## Start PROVIDED INFORMATION

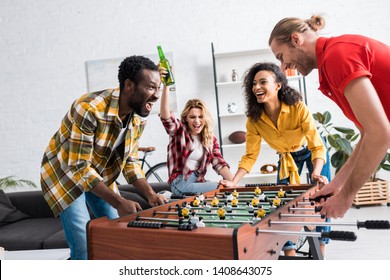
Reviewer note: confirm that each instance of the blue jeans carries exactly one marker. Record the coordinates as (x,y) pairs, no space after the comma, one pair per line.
(74,220)
(180,186)
(301,157)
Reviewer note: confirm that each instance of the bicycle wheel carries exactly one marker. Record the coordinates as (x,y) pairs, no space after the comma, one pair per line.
(157,173)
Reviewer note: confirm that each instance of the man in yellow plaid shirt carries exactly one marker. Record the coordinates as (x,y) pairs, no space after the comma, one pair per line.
(97,140)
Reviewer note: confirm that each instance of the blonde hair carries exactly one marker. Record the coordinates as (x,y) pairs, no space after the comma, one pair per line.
(284,28)
(206,133)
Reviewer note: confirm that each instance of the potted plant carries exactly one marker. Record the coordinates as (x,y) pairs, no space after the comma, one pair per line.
(342,140)
(10,182)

## End PROVIDED INFORMATION

• **SHORT EXERCISE**: Revise the data above by replacing every occurrence of "marker" with "point" and keeping all other text the same. Leave the pictures out of your answer.

• **RESPONSE TO THE TASK**:
Reviewer note: confirm that each instance of the blue jeans carries exactly one point. Record the coordinates as (x,y) pairs, no space after the comma, one pair per line.
(74,220)
(180,186)
(301,157)
Reviewer note: confirm that each instance of the bicycle wheel carries exactly one point. Record the coordinates as (x,y) pairs, no space after the comma, one pair per line.
(157,173)
Reviewer note: confirm that each instance of the man in yellow plaid shirt carries exactly one point. Record the coordinates as (x,y) pairs, no space after the comma, one pair per line.
(97,140)
Reviewer note: confirm that each instance of the blonde hair carries exactly one point. Record the coordinates as (x,y) pairs, no space after the comma, one pair per line.
(284,28)
(206,133)
Reviewer note: confirm that each instance of the potted plant carries exactly one point. Record the coordinates as (x,y) pairs, no space after the comma, one pair per line.
(342,140)
(10,182)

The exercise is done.